START Text provided
If you use a streamed reader, all this will be hidden from you. See getline. The example below is based from the code here.
// getline with strings
#include <iostream>
#include <fstream>
#include <string>
using namespace std;
int main () {
string str;
ifstream ifs("data.txt");
getline (ifs,str);
cout << "first line of the file is " << str << ".\n";
}

In C, if you have POSIX 2008 libraries (more recent versions of Linux, for example), you can use the POSIX getline() function. If you don't have the function in your libraries, you can implement it easily enough, which is probably better than inventing your own interface to do the job.
In C++, you can use std::getline().
Even though the two functions have the same basic name, the calling conventions and semantics are quite different (because the languages C and C++ are quite different) - except that they both read a line of data from a file stream, of course.
There isn't an easy way to tell how big the longest line in a file is - except by reading the whole file to find out, which is kind of wasteful.

I would use an IFStream and use getline to read from a file.
http://www.cplusplus.com/doc/tutorial/files/
int main () {
string line;
ifstream myfile ("example.txt");
if (myfile.is_open())
{
while ( myfile.good() )
{
getline (myfile,line);
cout << line << endl;
}
myfile.close();
}
else cout << "Unable to open file";
return 0;
}

You can't get the length of line until after you read it in. You can, however, read into a buffer repeatedly until you reach the end of line.
For programming in c, try using fgets to read in a line of code. It will read n characters or stop if it encounters a newline. You can read in a small buffer of size n until the last character in the string is the newline.
See the link above for more information.
Here is an example on how to read an display a full line of file using a small buffer:
#include <stdio.h>
#include <string.h>
int main()
{
FILE * pFile;
const int n = 5;
char mystring [n];
int lineLength = 0;
pFile = fopen ("myfile.txt" , "r");
if (pFile == NULL)
{
perror ("Error opening file");
}
else
{
do
{
fgets (mystring , n , pFile);
puts (mystring);
lineLength += strlen(mystring);
} while(mystring[strlen ( mystring)-1] != '\n' && !feof(pFile));
fclose (pFile);
}
printf("Line Length: %d\n", lineLength);
return 0;
}

In C++ you can use the std::getline function, which takes a stream and reads up to the first '\n' character. In C, I would just use fgets and keep reallocating a buffer until the last character is the '\n', then we know we have read the entire line.
END Text provided
Required task 1:
Print the passage of the forum excerpt from "In C++, you" to "from a file.".
Required task 2:
List every header file that the forum excerpt's code pulls in with an #include directive.
The lines after this forum excerpt are not needed.
START Source material
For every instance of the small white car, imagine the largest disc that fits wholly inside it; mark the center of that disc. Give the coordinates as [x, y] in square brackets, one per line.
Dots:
END Source material
Correct result 1:
In C++, you can use std::getline().
Even though the two functions have the same basic name, the calling conventions and semantics are quite different (because the languages C and C++ are quite different) - except that they both read a line of data from a file stream, of course.
There isn't an easy way to tell how big the longest line in a file is - except by reading the whole file to find out, which is kind of wasteful.

I would use an IFStream and use getline to read from a file.

Correct result 2:
iostream
fstream
string
stdio.h
string.h